● **Problems and tasks**
• A. Pull from the storm recovery passage the exact text running from "I’ve settled in" to "in solving problems.".
• B. Write the next part of the storm recovery passage, picking up after its final sentence.

● **Selected passage**
## Start

When you’re trying to move piled up shingles and avoid errant scorpions, you don’t have time to cry over a lost roof.

When you’re packing every piece of salvaged life into a car which has been crunched by a fallen tree – just to keep your stuff dry and locked up, you don’t worry about when you’ll be able to get that stuff out.

Now I’m on the other side of that work.

I’ve settled in a different home along with my locked-up stuff

I look out at a little Healing Garden I worked to create over a sewer pipe!

I’m OK. I pursue tasks. I try to help others as I work.

What type of work do you do to get through? My professional friends find peace in corporate progress. My builders show care in completing projects. My servers find solace in solving problems.

## End

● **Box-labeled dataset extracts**
## Start

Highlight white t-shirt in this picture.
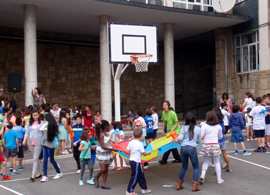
[201,124,223,144]
[110,129,124,142]
[127,140,144,163]
[152,113,158,130]
[249,106,267,130]
[221,109,230,126]
[244,98,255,112]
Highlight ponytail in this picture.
[96,120,110,138]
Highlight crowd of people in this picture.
[0,88,270,195]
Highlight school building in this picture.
[0,0,270,121]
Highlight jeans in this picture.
[179,146,200,182]
[43,146,61,177]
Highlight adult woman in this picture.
[220,93,232,113]
[159,101,181,165]
[32,87,46,106]
[23,110,44,181]
[40,113,63,182]
[175,113,202,192]
[199,111,224,184]
[242,92,255,112]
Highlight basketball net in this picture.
[130,54,153,72]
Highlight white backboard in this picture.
[109,23,158,64]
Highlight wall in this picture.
[0,28,164,114]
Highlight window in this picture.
[234,32,260,73]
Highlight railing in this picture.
[128,0,213,12]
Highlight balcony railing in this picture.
[128,0,213,12]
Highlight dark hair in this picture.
[15,118,22,126]
[255,97,262,104]
[81,128,90,141]
[137,110,143,116]
[206,111,219,125]
[7,122,13,129]
[163,100,173,110]
[96,120,110,138]
[221,92,229,101]
[29,109,40,126]
[145,108,152,116]
[59,110,66,123]
[113,121,123,130]
[185,112,196,140]
[246,92,255,101]
[213,107,224,123]
[45,113,58,142]
[35,87,42,95]
[233,105,240,113]
[81,108,87,118]
[133,128,142,139]
[151,106,157,112]
[221,102,228,108]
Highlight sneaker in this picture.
[222,163,227,169]
[142,189,152,194]
[2,175,12,180]
[218,179,224,184]
[199,177,204,185]
[19,167,24,171]
[253,148,262,152]
[53,173,63,179]
[126,191,138,195]
[243,151,251,156]
[12,170,20,175]
[87,179,95,185]
[40,176,48,182]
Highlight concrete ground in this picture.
[0,124,270,195]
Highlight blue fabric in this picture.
[218,122,226,143]
[13,126,26,147]
[229,113,245,132]
[144,116,154,133]
[232,132,244,143]
[72,124,85,145]
[4,130,19,150]
[42,146,60,177]
[179,146,200,182]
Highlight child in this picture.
[151,106,158,140]
[221,103,230,141]
[72,115,85,174]
[249,97,267,152]
[95,120,118,190]
[110,121,125,171]
[3,122,20,175]
[262,95,270,148]
[79,128,95,185]
[13,118,26,171]
[0,125,12,180]
[245,107,253,142]
[126,129,151,195]
[229,105,251,155]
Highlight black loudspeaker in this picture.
[8,74,22,92]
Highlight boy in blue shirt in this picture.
[13,118,26,171]
[72,115,85,174]
[3,122,20,175]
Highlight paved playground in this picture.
[0,132,270,195]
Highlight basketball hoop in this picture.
[130,54,153,72]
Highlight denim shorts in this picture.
[218,142,226,150]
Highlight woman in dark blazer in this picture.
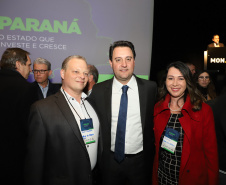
[153,62,218,185]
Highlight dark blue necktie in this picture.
[115,85,129,163]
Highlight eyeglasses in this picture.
[32,70,49,74]
[199,76,210,80]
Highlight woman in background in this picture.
[153,62,218,185]
[195,70,216,102]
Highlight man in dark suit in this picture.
[88,41,157,185]
[0,48,35,185]
[25,55,99,185]
[207,35,224,50]
[33,58,61,100]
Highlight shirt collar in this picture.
[113,75,137,91]
[37,80,49,89]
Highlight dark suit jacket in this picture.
[25,91,92,185]
[0,69,35,185]
[88,77,157,182]
[207,43,224,50]
[32,81,61,100]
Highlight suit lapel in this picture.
[105,78,113,130]
[55,91,88,154]
[135,76,147,129]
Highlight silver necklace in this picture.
[168,103,184,112]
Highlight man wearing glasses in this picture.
[33,58,61,100]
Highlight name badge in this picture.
[161,128,180,154]
[80,118,96,144]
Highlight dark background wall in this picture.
[150,0,226,84]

## End

● **The answers**
• A.
I’ve settled in a different home along with my locked-up stuff

I look out at a little Healing Garden I worked to create over a sewer pipe!

I’m OK. I pursue tasks. I try to help others as I work.

What type of work do you do to get through? My professional friends find peace in corporate progress. My builders show care in completing projects. My servers find solace in solving problems.

• B.
God has a few things to say about work:
“Whatever you do, work at it with all your heart, as working for the Lord, not for human masters” – Col 3:23
But we urge you brothers to do more and more and to aspire to live quietly, and to mind your own affairs, and to work with your hands, as we instructed you, so that you may walk properly before outsiders and be dependent on no one. – 1 Thess 4:10-12
I can do all things through him who strengthens me. – Phil 4:13



I work on cleaning out Mom’s house so it can be sold. She passed in February. This is a nightmare trying to figure out if some of her stuff will fit in my house. At least I do not work for corporate America anymore.; That is a blessing.
Keep up the good work. Sending prayers for blessings your way.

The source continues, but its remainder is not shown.